**Reading passage**
===
Code in a Pastebin link at the bottom, explanation here.

I think it will help to explain what this project is. I'm a graduate student analyzing some of my simulations. The simulations produce a trajectory which has the positions and velocities of all the simulated atoms at a bunch of different frames, just like a movie. The code runs perfectly fine in serial and I have used that to get great results before. However, we've extended the simulations and they now have ~50k frames. The computations aren't fast so the estimated time for running in serial is ~55 hours. The cluster I run on has a 24 hour limit but also has 24 cores so this feels like the perfect place to use multiprocessing. I should also mention that I use a ton of Python in my work so I feel like I'm getting better, but I've had no formal training of any kind so I am not an expert by any means. Multiprocessing in particular is totally new to me (and a constant headache).
===
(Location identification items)

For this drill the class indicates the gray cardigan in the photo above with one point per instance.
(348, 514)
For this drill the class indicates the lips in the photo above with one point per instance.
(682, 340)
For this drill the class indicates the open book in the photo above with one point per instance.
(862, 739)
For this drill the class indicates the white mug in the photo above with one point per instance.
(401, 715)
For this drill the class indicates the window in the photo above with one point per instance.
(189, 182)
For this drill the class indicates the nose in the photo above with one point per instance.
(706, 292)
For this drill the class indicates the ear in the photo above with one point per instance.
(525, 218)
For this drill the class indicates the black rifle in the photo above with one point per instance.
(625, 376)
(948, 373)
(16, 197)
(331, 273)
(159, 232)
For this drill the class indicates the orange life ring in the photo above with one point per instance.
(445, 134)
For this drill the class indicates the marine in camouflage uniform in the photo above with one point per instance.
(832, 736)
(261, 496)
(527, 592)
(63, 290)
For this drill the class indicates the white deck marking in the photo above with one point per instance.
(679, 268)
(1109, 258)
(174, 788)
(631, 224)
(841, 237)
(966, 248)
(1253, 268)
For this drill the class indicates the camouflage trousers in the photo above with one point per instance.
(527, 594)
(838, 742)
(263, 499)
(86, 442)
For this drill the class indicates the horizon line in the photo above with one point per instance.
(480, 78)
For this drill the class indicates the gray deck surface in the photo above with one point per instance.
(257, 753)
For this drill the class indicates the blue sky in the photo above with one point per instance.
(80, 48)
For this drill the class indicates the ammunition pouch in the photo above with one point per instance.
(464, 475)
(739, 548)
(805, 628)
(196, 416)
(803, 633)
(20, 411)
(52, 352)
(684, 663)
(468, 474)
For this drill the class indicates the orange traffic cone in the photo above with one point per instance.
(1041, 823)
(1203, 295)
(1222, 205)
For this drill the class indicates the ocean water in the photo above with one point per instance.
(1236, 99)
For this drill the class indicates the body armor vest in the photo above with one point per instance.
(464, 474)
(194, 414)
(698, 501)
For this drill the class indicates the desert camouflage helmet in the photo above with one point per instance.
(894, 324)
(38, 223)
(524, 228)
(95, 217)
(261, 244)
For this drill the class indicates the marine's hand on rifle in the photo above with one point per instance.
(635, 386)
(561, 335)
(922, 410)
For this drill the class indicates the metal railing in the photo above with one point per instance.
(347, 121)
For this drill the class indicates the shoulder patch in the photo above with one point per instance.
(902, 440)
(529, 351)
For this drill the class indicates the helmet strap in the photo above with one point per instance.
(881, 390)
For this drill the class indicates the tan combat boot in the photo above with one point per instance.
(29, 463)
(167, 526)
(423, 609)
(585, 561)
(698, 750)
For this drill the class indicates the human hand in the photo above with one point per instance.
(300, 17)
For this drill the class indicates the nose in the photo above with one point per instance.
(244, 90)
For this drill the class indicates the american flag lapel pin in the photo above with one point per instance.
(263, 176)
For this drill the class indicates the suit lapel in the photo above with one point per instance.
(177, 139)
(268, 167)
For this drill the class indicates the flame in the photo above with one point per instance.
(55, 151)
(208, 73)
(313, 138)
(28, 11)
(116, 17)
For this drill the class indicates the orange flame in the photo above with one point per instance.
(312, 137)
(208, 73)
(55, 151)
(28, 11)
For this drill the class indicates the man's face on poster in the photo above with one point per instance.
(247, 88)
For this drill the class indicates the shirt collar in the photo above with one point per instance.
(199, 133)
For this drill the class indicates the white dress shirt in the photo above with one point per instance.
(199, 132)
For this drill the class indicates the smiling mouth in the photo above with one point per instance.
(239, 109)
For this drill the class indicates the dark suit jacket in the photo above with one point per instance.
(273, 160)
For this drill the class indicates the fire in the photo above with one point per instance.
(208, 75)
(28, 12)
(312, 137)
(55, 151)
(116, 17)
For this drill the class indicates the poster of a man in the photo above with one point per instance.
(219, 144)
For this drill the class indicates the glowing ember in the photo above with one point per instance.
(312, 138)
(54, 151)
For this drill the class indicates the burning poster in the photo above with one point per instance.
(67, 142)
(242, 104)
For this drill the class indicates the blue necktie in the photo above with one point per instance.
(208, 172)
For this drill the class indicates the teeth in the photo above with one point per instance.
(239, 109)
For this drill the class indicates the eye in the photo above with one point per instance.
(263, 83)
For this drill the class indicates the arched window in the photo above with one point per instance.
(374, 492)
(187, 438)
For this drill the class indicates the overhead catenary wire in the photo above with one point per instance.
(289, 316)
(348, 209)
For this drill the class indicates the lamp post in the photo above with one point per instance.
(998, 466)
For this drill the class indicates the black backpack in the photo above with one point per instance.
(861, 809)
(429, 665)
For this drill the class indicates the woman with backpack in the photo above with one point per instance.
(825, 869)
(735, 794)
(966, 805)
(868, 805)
===
**The tasks**
1. Reproduce the passage of the forum post on simulation analysis that opens with the words containing "I think it will" and closes with "a constant headache).".
2. Answer the following questions using the forum post on simulation analysis.
(a) About how many frames do the extended simulations now contain?
(b) What is the estimated time for running the code in serial?
(c) What time limit does the cluster impose?

**Full solutions**
1.
I think it will help to explain what this project is. I'm a graduate student analyzing some of my simulations. The simulations produce a trajectory which has the positions and velocities of all the simulated atoms at a bunch of different frames, just like a movie. The code runs perfectly fine in serial and I have used that to get great results before. However, we've extended the simulations and they now have ~50k frames. The computations aren't fast so the estimated time for running in serial is ~55 hours. The cluster I run on has a 24 hour limit but also has 24 cores so this feels like the perfect place to use multiprocessing. I should also mention that I use a ton of Python in my work so I feel like I'm getting better, but I've had no formal training of any kind so I am not an expert by any means. Multiprocessing in particular is totally new to me (and a constant headache).

2.
(a) About 50k frames.
(b) About 55 hours.
(c) 24 hours.